▶ _STATED TASK_
State how many lines in the records below contain the word "jacket". Give only the number.

▶ _DATA SHOWN_
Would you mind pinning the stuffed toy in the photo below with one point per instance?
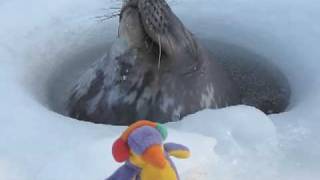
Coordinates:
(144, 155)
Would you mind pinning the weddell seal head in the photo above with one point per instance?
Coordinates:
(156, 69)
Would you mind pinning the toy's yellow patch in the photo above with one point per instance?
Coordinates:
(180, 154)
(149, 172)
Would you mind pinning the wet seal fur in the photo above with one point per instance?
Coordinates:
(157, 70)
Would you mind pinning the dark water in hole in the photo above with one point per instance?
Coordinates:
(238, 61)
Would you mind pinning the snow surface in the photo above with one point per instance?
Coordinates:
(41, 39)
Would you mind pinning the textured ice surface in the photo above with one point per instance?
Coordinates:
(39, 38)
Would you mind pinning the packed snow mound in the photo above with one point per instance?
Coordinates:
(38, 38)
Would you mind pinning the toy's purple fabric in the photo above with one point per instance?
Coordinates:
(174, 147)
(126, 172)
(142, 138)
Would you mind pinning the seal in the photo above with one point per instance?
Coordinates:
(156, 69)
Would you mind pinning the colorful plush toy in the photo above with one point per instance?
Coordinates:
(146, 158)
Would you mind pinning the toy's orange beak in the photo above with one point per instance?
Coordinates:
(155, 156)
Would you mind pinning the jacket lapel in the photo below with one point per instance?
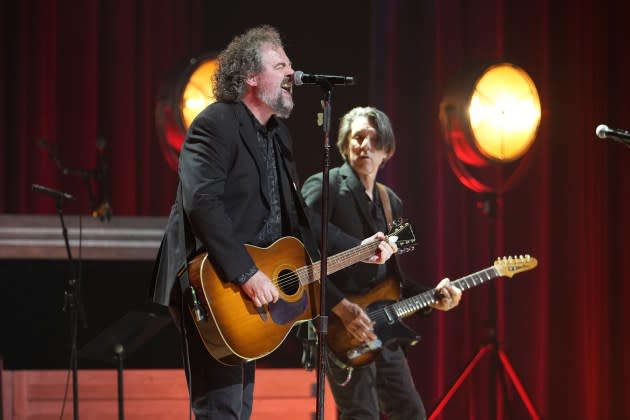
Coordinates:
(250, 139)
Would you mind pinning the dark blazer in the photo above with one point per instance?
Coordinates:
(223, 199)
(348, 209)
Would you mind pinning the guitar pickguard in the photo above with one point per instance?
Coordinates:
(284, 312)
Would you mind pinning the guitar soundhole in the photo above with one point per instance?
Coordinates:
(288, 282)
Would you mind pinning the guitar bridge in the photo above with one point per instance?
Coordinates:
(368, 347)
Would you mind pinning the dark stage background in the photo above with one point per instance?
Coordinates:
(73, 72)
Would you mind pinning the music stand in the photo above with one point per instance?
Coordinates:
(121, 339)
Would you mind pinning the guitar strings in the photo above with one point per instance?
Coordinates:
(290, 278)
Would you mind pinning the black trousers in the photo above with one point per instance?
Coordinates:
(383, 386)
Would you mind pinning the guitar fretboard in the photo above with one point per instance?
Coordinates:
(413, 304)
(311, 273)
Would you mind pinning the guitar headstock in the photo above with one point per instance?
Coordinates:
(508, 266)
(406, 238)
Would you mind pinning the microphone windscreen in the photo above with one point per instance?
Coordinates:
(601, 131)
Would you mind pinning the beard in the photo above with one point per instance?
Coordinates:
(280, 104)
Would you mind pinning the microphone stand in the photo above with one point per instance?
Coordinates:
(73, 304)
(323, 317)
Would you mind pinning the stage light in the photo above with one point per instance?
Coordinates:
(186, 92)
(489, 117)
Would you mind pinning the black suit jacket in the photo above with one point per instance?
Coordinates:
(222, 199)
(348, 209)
==
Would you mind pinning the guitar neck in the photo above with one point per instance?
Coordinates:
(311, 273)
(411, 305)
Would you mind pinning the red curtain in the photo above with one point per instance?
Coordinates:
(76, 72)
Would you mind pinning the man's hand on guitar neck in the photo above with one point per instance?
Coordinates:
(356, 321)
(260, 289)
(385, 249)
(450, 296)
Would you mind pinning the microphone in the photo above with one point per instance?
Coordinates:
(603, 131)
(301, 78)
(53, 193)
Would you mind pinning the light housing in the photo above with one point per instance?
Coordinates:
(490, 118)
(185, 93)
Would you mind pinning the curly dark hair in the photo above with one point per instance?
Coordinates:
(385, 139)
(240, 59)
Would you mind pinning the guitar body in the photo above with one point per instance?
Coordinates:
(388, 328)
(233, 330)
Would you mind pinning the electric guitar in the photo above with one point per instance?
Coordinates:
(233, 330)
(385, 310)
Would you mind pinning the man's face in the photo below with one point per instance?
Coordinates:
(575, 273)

▶ _EXERCISE RESULT_
2